* _SHORT EXERCISE_:
Rewrite the rows from the one containing "of the submerged" through the last row, swapping "flooded field" for "waterlogged field" and keeping everything else unchanged.

* begin GIVEN DATA *

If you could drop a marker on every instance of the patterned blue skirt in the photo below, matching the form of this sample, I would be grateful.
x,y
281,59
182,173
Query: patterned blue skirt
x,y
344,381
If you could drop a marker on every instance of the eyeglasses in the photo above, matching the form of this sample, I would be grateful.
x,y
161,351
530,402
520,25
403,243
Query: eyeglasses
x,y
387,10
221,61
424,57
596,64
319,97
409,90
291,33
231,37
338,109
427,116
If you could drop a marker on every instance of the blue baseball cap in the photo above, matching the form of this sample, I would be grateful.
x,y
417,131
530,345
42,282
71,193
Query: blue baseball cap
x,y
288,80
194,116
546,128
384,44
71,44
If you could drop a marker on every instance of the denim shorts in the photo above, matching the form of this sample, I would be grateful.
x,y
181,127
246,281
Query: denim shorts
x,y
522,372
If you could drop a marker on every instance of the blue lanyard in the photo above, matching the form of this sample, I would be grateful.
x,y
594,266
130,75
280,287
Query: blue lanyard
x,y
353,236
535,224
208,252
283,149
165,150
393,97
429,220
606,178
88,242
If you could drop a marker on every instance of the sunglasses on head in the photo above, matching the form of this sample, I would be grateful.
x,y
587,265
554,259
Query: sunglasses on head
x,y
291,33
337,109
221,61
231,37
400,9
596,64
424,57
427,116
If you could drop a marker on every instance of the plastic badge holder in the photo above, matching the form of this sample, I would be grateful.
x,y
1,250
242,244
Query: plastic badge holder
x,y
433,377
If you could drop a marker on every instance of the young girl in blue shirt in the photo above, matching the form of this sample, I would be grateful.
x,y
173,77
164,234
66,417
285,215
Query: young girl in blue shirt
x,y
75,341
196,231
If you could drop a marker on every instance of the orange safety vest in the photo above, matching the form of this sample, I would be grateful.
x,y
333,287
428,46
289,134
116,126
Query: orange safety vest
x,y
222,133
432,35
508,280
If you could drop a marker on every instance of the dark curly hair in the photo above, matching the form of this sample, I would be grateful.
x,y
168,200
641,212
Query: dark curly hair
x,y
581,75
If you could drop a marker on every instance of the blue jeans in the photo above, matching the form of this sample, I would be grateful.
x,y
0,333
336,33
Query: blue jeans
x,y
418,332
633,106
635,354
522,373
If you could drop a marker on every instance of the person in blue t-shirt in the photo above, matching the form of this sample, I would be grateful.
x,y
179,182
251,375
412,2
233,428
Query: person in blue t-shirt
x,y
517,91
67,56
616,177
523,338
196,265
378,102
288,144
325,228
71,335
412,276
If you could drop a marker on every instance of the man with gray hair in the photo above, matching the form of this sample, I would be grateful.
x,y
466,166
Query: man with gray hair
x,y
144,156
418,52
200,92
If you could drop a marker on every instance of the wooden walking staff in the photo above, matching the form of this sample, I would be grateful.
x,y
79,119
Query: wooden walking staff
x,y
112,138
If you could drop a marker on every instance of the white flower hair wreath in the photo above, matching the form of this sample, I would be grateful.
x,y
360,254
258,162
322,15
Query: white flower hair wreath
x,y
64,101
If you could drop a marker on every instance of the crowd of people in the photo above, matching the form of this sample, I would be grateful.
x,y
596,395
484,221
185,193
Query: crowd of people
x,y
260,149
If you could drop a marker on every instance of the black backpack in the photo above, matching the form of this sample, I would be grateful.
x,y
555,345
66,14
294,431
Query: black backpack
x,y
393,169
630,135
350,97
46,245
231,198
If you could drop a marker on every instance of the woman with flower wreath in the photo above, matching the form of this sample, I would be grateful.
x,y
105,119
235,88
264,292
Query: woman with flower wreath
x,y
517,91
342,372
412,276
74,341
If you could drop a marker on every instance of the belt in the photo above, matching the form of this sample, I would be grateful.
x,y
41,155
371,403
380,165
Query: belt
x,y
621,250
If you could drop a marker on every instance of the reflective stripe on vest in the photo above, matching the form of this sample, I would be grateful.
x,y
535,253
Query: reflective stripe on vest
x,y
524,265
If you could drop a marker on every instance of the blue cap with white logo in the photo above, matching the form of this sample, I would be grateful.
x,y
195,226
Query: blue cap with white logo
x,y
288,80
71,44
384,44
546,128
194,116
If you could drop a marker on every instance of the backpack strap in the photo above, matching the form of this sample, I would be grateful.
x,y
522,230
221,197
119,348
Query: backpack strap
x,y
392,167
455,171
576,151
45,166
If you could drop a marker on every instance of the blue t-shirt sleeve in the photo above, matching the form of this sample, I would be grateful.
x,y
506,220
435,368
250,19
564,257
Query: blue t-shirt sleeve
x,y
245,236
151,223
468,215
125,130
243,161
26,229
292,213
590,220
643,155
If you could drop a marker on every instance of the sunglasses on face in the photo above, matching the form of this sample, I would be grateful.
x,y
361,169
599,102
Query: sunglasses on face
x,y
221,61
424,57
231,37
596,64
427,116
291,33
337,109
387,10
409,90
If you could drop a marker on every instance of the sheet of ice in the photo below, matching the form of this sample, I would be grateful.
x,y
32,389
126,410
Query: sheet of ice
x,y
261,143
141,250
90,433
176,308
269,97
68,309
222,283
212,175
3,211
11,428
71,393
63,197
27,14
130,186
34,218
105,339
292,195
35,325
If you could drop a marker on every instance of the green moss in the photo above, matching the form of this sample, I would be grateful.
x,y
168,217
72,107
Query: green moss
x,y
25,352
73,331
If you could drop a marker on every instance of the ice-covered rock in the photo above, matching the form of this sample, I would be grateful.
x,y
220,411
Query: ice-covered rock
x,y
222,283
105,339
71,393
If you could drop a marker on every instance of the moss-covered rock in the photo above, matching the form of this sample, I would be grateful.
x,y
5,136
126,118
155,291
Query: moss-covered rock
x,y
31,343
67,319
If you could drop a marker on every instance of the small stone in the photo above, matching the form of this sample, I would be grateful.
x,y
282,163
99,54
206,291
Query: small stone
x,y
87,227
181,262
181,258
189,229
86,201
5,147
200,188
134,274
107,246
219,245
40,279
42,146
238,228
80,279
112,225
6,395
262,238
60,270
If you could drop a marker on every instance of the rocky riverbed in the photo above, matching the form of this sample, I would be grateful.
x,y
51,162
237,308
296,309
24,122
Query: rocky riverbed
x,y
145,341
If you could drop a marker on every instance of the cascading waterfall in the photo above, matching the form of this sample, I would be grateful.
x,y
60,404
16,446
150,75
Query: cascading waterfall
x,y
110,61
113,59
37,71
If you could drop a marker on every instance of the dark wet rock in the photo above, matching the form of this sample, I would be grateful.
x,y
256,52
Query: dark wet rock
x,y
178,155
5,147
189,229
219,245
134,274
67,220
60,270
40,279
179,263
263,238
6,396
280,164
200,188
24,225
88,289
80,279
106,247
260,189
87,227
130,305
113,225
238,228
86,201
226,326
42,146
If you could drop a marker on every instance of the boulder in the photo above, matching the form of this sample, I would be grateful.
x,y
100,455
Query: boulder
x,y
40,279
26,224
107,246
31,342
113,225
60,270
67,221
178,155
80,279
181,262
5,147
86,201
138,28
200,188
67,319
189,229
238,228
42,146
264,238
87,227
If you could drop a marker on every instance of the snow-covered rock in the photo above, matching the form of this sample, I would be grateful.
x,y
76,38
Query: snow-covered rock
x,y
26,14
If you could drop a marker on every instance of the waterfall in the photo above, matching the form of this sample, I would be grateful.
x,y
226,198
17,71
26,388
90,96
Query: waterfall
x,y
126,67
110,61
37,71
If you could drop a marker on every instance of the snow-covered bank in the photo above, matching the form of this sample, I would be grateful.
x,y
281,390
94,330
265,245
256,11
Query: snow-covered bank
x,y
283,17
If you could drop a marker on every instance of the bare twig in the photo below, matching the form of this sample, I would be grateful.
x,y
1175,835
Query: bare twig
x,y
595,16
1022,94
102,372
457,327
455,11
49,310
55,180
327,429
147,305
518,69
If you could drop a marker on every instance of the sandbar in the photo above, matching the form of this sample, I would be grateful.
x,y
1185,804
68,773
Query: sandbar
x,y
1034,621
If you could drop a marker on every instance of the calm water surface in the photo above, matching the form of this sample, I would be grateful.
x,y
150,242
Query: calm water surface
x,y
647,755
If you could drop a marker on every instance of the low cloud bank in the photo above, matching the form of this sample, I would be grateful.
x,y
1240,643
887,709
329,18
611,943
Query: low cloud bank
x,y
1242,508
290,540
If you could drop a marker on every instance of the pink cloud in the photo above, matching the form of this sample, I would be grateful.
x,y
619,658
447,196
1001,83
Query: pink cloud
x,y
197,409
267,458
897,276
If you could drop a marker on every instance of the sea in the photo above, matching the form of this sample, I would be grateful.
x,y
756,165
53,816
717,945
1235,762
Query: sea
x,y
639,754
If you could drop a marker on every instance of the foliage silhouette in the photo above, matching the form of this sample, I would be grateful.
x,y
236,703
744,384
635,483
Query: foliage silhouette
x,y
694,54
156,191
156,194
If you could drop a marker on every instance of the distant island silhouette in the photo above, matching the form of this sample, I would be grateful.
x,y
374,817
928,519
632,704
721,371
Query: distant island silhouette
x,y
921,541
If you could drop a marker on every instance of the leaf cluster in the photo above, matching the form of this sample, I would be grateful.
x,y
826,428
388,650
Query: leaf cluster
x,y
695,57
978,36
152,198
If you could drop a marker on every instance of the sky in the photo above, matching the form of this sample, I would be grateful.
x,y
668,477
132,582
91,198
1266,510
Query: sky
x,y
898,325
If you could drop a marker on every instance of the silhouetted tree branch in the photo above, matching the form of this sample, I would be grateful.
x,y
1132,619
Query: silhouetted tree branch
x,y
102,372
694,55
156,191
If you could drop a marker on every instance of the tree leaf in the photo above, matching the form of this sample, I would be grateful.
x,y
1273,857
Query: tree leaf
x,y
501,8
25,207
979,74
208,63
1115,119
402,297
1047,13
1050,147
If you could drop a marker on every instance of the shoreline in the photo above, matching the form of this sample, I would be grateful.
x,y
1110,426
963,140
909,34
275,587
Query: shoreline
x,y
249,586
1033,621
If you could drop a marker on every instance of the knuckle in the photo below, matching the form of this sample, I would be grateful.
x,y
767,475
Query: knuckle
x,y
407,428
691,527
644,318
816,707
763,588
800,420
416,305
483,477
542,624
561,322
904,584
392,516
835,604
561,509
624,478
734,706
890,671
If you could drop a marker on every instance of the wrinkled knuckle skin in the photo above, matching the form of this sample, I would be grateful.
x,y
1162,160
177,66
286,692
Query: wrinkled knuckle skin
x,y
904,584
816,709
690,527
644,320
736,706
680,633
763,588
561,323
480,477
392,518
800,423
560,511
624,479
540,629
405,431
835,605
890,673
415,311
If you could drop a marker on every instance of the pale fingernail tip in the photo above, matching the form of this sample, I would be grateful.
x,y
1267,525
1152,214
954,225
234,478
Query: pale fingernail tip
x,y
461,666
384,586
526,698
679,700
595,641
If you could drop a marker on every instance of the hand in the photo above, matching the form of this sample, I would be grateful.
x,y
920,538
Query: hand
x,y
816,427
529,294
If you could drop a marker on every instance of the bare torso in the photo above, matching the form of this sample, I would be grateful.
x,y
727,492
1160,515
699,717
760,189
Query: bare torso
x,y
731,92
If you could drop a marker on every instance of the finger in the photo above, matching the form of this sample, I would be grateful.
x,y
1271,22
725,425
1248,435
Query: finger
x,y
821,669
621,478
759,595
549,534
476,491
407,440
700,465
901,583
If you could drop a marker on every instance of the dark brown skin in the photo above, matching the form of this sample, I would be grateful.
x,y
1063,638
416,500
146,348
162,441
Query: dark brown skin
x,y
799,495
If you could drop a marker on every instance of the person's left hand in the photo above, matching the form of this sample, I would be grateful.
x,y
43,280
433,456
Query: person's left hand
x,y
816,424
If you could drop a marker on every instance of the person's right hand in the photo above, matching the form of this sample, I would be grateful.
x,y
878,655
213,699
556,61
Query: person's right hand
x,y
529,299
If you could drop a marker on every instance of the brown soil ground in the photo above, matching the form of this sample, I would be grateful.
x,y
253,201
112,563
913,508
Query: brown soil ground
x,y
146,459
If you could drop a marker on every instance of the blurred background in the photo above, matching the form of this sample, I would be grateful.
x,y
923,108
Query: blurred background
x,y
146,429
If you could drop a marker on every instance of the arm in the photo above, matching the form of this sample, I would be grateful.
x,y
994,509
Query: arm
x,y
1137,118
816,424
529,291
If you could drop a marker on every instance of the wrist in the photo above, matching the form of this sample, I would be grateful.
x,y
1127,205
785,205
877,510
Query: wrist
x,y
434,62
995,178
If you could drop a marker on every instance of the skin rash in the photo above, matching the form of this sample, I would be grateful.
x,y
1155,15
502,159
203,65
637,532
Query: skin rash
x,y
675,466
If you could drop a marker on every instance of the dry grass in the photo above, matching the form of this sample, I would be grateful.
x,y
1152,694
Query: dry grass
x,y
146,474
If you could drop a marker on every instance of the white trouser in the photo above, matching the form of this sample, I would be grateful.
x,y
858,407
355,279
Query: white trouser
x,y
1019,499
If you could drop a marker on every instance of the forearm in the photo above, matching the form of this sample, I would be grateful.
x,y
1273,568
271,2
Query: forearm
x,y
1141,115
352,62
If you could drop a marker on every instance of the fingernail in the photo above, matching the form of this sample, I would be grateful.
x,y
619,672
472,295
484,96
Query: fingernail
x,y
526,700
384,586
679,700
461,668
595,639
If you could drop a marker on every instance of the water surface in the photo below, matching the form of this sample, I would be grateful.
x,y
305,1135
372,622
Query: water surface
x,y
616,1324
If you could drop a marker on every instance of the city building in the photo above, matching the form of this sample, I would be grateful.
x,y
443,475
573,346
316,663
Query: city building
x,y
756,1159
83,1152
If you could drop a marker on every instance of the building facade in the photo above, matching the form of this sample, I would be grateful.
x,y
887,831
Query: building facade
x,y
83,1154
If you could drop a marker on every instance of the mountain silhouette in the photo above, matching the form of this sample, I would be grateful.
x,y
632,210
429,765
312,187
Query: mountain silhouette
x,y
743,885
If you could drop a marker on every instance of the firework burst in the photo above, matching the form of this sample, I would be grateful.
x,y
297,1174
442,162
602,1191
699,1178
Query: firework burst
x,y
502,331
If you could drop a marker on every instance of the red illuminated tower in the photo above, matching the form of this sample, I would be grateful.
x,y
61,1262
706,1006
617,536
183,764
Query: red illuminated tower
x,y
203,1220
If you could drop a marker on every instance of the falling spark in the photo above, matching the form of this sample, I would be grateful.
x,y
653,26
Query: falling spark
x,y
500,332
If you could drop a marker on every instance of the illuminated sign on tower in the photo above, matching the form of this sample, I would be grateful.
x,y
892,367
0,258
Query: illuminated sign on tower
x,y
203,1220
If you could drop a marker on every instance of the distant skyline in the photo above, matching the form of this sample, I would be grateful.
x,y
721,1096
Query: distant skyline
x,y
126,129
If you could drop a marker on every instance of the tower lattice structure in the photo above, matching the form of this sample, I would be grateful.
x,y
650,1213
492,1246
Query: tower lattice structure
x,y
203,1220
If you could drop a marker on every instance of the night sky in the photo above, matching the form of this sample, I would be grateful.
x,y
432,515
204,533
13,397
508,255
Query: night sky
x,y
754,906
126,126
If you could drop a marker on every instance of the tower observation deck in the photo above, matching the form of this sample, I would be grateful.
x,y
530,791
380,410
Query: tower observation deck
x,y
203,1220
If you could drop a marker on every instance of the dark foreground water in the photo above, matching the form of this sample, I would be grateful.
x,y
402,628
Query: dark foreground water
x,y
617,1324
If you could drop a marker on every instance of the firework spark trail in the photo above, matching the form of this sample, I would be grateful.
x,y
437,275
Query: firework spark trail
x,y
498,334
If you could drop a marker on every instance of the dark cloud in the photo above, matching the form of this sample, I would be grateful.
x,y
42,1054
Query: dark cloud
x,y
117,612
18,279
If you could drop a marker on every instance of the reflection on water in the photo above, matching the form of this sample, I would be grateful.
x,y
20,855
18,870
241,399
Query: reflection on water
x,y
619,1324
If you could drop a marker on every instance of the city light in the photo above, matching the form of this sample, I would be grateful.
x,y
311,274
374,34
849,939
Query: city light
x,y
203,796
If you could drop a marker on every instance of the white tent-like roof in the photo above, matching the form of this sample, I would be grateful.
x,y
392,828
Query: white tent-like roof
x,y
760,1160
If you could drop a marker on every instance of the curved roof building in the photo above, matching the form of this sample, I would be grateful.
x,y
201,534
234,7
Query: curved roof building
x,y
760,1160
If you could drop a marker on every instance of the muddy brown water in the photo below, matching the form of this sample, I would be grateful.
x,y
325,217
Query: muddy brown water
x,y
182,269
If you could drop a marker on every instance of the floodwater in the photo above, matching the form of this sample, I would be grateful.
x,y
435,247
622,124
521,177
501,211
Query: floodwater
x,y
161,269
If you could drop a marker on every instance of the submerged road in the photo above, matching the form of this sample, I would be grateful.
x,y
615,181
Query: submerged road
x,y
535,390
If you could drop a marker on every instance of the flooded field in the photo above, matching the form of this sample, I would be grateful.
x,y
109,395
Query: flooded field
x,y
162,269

* end GIVEN DATA *

* _RESULT BELOW_:
If you could drop a marker on every instance of the submerged road in the photo above, matching the form of this sample, I would be grateful.
x,y
615,181
Query: submerged road
x,y
535,390
If you could drop a marker on every instance of the waterlogged field in the photo above, matching the form of this sample, I would be grateful.
x,y
109,395
Query: waterlogged field
x,y
162,269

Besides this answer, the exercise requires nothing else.